**To be done**
Using the documentation on convolution layers, explain in one to three sentences why DistDL offers more than one implementation of the distributed convolution.

**Selected passage**
+++

Convolution Layers

Overview

DistDL’s The Distributed Convolutional layers use the distributed primitive layers to build various distributed versions of PyTorch ConvXd layers. That is, it implements

\[y = w*x + b\]

where \(*\) is the convolution operator and the tensors \(x\), \(y\), \(w\), and \(b\) are partitioned over a number of workers.

For the purposes of this documentation, we will assume that an arbitrary global input tensor \({x}\) is partitioned by \(P_x\). Another partition \(P_y\), may exist depending on implementation. similarly, the weight tensor \(w\) may also have its own partition is partitioned by \(P_w\). The bias \(b\) is implicitly partitioned depending on the nature of \(P_w\).

Implementation

The partitioning of the input and output tensors strongly impacts the necessary operations to perform a distributed convolution. Consequently, DistDL has multiple implementations to satisfy some special cases and the general case.

+++

[Records of labeled points]
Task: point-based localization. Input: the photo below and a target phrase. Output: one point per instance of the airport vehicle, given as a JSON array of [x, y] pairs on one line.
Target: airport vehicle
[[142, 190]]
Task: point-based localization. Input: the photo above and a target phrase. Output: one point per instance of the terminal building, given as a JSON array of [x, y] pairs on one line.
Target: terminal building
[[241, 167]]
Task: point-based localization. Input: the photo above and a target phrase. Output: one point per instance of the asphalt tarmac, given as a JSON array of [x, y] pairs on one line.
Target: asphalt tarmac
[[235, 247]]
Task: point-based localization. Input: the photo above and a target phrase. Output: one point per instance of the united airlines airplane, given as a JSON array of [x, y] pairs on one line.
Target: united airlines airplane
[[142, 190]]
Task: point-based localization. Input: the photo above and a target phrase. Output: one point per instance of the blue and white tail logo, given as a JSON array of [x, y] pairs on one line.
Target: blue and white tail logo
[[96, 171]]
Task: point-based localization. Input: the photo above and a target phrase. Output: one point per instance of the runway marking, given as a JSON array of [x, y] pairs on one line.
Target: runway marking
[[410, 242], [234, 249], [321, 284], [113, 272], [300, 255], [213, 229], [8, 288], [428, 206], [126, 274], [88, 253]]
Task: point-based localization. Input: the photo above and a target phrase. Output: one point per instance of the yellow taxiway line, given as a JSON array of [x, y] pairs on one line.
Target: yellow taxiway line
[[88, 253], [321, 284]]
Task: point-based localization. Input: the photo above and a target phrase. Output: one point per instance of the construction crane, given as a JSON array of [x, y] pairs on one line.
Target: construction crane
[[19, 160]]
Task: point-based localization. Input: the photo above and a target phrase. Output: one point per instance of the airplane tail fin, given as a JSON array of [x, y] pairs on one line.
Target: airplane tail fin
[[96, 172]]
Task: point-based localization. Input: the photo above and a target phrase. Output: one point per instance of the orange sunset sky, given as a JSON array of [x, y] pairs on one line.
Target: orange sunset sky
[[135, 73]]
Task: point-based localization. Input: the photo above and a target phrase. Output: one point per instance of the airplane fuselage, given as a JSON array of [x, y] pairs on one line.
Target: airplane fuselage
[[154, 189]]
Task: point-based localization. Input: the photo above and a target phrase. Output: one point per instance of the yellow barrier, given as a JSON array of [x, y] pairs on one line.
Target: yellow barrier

+++

**Result of this exercise**
How the input and output tensors are partitioned strongly affects which operations a distributed convolution needs. DistDL therefore provides several implementations, some covering special cases and one covering the general case.